Data extracts below:

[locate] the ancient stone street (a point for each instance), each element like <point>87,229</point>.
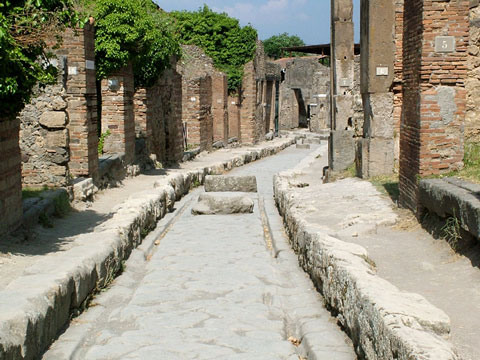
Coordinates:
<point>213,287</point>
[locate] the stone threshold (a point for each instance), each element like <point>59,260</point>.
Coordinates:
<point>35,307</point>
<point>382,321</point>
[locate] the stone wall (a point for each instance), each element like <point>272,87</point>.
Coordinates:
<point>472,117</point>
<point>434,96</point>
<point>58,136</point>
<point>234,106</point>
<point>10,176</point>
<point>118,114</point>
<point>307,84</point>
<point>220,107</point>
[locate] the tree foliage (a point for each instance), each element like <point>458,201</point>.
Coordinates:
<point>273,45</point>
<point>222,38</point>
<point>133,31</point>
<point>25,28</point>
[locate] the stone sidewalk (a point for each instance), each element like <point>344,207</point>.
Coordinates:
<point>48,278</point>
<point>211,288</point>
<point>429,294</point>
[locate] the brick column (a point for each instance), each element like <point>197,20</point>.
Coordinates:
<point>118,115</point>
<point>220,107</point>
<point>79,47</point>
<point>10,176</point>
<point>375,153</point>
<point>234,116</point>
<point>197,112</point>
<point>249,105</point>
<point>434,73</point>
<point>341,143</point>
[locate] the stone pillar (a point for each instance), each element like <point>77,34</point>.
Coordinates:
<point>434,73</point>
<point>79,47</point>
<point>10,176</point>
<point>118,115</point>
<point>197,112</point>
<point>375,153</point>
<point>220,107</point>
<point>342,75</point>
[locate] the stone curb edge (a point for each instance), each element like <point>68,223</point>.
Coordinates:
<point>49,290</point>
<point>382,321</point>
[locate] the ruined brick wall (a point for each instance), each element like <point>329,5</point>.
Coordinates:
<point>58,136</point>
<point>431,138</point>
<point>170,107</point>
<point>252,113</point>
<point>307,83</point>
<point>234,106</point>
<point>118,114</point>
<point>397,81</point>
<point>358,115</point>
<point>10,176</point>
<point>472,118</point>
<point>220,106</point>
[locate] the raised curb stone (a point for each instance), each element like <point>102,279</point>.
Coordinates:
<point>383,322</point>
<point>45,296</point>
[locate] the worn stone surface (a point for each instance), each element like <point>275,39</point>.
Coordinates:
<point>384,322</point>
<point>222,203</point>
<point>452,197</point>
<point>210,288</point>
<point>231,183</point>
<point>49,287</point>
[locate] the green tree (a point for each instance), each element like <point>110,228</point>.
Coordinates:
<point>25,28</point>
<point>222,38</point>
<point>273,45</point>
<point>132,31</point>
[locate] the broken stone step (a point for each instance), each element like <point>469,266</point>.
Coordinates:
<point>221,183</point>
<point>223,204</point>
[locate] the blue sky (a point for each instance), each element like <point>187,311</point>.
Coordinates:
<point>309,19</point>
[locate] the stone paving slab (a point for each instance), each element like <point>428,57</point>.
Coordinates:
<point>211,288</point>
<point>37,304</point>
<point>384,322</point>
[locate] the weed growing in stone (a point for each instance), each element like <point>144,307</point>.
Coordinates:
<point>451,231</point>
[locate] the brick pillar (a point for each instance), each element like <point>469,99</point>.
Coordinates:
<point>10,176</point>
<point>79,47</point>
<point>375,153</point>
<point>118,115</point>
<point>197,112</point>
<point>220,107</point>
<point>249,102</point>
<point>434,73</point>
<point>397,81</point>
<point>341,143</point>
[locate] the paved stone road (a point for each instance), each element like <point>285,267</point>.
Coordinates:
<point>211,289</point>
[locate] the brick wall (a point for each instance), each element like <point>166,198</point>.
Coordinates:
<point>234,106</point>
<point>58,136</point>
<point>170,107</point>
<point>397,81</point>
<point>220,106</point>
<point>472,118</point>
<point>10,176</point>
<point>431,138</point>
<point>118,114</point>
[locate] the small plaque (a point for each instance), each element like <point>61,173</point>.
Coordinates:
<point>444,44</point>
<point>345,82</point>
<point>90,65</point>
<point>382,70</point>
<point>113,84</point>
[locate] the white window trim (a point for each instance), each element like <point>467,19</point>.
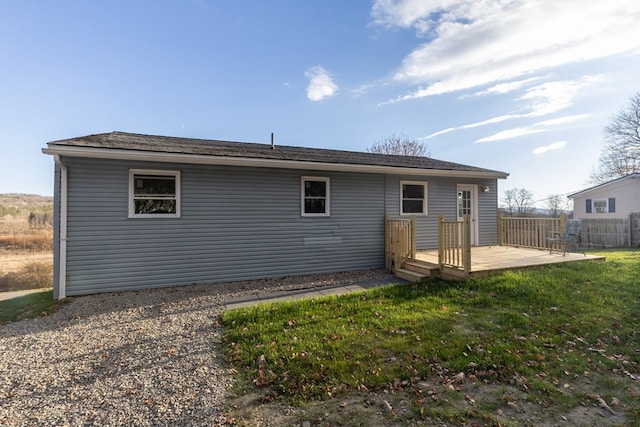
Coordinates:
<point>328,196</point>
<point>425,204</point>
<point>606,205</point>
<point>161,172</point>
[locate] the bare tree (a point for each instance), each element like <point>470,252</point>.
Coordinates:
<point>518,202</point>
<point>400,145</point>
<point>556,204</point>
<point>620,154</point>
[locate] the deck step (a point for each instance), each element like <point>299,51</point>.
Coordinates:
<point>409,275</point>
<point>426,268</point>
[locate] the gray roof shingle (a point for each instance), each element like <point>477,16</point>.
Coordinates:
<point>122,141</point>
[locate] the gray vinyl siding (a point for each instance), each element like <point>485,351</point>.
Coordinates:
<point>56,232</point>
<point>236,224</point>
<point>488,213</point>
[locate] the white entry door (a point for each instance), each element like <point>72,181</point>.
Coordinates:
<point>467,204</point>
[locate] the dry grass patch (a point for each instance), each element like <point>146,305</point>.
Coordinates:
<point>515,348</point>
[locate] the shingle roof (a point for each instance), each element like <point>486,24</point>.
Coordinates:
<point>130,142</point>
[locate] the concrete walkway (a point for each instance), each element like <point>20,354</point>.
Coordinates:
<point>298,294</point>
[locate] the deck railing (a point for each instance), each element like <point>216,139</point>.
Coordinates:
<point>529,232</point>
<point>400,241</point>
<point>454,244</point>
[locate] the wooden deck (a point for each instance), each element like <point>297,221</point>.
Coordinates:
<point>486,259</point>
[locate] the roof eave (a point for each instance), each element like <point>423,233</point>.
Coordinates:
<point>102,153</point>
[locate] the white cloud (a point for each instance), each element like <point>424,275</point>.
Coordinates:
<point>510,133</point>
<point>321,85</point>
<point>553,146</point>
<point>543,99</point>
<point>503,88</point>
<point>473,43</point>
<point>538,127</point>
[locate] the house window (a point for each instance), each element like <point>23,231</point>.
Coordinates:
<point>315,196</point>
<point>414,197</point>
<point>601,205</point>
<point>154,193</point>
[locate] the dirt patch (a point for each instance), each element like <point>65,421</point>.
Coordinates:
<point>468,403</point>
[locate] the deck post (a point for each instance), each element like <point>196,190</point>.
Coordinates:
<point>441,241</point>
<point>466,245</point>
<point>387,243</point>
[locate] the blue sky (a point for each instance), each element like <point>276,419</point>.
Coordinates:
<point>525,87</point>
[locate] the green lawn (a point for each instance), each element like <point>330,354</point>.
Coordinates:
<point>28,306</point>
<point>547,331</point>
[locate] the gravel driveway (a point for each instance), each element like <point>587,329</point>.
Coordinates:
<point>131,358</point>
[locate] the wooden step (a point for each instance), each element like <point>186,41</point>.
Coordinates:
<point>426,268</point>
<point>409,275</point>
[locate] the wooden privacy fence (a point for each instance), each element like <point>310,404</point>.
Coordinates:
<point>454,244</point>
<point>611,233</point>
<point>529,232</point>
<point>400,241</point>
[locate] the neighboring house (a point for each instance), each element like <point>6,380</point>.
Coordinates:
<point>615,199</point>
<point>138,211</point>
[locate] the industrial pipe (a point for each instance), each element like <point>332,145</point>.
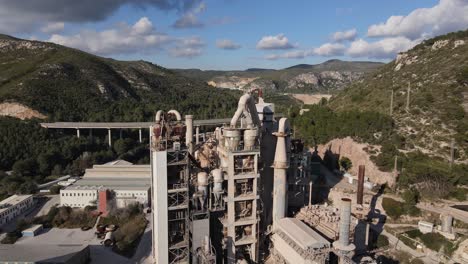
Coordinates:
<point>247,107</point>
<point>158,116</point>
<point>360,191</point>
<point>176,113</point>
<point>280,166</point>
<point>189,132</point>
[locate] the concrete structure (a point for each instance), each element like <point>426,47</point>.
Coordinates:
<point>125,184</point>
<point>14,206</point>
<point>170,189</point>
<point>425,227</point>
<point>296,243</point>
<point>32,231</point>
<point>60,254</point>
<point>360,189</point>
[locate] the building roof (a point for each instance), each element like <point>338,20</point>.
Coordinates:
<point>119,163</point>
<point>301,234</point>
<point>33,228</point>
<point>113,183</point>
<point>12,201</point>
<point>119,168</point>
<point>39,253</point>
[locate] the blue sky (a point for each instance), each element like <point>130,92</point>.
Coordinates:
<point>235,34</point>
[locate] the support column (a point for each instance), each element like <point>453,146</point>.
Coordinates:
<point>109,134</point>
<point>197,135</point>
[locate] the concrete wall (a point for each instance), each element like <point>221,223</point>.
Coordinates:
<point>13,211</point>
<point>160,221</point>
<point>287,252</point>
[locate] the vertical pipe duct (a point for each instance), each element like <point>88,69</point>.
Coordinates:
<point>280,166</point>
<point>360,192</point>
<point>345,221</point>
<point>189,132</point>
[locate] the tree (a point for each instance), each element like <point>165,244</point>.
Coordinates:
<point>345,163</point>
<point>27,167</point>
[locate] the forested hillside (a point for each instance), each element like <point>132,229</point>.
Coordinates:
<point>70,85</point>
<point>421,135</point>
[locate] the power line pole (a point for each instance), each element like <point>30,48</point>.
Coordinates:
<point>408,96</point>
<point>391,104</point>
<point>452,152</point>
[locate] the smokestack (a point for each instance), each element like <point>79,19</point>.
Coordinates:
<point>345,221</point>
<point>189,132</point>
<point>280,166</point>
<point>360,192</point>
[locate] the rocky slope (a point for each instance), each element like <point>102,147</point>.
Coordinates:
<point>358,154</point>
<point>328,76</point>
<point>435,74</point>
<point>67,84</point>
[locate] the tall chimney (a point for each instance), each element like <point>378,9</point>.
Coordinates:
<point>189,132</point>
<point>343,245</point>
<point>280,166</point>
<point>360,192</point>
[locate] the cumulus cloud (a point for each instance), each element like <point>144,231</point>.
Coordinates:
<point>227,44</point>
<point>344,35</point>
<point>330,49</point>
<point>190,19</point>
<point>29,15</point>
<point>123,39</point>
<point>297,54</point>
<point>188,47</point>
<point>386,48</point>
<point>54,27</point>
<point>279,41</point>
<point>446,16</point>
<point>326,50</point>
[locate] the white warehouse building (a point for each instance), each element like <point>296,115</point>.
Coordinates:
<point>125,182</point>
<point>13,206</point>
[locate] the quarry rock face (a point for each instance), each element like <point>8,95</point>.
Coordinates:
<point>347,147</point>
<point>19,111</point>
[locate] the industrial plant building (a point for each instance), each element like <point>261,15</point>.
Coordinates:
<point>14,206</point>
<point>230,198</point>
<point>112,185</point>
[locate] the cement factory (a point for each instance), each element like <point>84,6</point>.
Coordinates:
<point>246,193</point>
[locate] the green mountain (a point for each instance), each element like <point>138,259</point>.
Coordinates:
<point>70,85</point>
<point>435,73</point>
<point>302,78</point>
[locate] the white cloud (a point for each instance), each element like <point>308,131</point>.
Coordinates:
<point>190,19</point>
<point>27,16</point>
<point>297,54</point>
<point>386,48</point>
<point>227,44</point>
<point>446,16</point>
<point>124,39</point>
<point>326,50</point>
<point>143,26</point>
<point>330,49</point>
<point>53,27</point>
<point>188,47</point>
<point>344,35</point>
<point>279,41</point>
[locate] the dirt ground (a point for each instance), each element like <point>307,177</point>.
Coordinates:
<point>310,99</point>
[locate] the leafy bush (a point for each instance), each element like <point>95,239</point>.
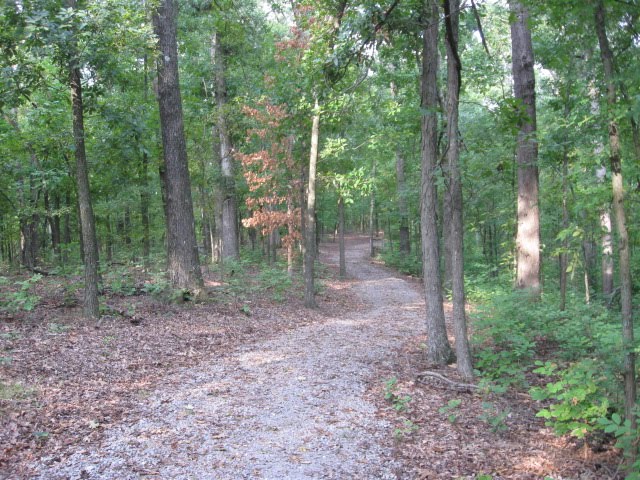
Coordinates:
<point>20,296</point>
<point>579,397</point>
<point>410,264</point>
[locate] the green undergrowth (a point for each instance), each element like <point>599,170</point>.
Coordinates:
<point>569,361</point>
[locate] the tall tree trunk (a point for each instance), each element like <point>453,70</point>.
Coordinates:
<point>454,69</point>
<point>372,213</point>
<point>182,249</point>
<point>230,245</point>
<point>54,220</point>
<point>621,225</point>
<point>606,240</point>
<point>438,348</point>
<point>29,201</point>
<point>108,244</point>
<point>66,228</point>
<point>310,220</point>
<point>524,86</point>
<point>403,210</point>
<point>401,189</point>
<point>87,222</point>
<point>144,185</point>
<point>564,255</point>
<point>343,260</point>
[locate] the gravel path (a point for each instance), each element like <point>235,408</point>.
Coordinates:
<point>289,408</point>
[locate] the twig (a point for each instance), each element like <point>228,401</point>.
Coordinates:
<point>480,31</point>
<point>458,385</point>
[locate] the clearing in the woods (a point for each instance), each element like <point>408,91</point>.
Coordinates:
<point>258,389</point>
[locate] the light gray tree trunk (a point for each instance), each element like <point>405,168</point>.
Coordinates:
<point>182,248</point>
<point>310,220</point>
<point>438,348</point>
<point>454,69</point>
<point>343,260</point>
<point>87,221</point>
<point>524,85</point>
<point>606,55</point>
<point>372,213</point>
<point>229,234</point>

End of Data extracts.

> What is needed
Could you reproduce exactly the lines from the first line of the listing through the line containing "[locate] the stone wall", both included, with pictures left out?

> Problem solution
[locate] the ancient stone street (a point for each instance), each element like <point>87,229</point>.
Coordinates:
<point>213,287</point>
[locate] the stone threshold (a point for each instance), each element like <point>59,260</point>.
Coordinates:
<point>35,307</point>
<point>382,321</point>
[locate] the stone wall (a point for each instance), each element like <point>272,87</point>.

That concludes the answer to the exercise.